Text-to-region grounding data:
┏━━
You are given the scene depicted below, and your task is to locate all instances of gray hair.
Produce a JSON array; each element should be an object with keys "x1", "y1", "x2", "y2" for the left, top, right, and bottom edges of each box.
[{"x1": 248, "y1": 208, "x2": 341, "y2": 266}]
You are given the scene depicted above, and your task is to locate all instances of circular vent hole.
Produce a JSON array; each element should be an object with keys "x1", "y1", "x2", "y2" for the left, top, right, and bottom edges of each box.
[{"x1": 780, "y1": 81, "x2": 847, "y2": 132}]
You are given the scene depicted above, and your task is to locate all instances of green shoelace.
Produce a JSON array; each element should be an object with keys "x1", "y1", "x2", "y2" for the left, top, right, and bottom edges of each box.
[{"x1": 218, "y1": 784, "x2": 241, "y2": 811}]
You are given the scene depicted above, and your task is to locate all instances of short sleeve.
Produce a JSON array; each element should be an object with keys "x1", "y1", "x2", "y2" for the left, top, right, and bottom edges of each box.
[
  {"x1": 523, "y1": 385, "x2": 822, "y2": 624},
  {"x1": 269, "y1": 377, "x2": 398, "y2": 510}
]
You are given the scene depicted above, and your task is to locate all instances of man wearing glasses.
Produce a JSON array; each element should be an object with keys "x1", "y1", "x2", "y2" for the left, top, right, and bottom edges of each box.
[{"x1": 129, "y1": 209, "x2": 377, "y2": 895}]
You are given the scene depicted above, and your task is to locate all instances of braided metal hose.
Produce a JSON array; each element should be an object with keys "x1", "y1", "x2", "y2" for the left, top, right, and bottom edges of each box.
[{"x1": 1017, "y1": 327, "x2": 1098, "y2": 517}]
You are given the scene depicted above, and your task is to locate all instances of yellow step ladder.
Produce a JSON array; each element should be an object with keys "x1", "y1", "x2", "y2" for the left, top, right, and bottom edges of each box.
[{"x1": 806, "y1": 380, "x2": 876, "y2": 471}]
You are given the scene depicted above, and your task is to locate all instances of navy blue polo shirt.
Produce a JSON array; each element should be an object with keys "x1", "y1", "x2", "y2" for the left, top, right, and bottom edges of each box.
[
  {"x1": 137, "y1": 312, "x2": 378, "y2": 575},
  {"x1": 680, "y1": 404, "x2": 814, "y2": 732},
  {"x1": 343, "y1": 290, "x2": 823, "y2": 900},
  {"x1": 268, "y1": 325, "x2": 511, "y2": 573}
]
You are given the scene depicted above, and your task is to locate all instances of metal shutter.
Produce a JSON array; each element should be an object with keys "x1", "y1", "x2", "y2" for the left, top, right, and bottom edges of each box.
┗━━
**Task description**: Each of the records is to be repeated word for word.

**Response to this exercise**:
You are given the scene depicted below, and your task is to locate all instances of gray hair.
Produce a JSON array; each element should be an object with keys "x1", "y1", "x2", "y2" for the left, top, right, and bottom edges of each box.
[{"x1": 248, "y1": 208, "x2": 341, "y2": 266}]
You are given the scene depicted above, and your task is to locate all instances of circular vent hole.
Produce a JSON array; each element should be an object with keys "x1", "y1", "x2", "y2" for the left, top, right, and bottom edges of each box.
[{"x1": 780, "y1": 81, "x2": 847, "y2": 132}]
You are given the scene depicted above, and your task is to locate all instances of green shoelace.
Produce a JSON array; each element should be an object with keys "x1", "y1", "x2", "y2" for the left, top, right, and bottom edges of each box.
[{"x1": 218, "y1": 784, "x2": 241, "y2": 811}]
You are given the scene depicted above, and your task is to locate all instances of short sleeve.
Produce a JSON array; each element should be an object with keys "x1", "y1", "x2", "y2" for the left, top, right, and bottom edges of each box.
[
  {"x1": 523, "y1": 385, "x2": 822, "y2": 624},
  {"x1": 269, "y1": 377, "x2": 398, "y2": 510}
]
You are given the scene depicted above, and your task is to locate all instances of man wearing glasses.
Produce a JSON array; each element should be an object with keys "x1", "y1", "x2", "y2" for the left, top, right, and bottom edges of each box.
[{"x1": 129, "y1": 209, "x2": 377, "y2": 895}]
You are given the scene depicted above, and your task is to locate all instances of braided metal hose.
Produce a JSON array; each element should be an object with keys "x1", "y1", "x2", "y2" for the left, top, right, and bottom edges of each box.
[{"x1": 1017, "y1": 327, "x2": 1098, "y2": 517}]
You are given the scene depicted above, and your task is to locate all instances of yellow step ladder.
Produce a JSON array; each element should be an object with keys "x1", "y1", "x2", "y2" for the left, top, right, and bottom edges of each box.
[{"x1": 806, "y1": 380, "x2": 876, "y2": 471}]
You are given the scene depicted above, and your task is to locate all instances of navy blue polo shirt.
Produce a JSON array; each element should be an object with keys "x1", "y1", "x2", "y2" for the left, top, right, and bottom edges of each box.
[
  {"x1": 137, "y1": 312, "x2": 378, "y2": 575},
  {"x1": 680, "y1": 404, "x2": 814, "y2": 732},
  {"x1": 343, "y1": 290, "x2": 823, "y2": 900},
  {"x1": 268, "y1": 325, "x2": 511, "y2": 573}
]
You are given the scene depicted above, and your task is to locate all instances of metal shutter.
Produce a JSON array; each element should be an object with keys "x1", "y1", "x2", "y2" for the left, top, right, and bottom edges of each box.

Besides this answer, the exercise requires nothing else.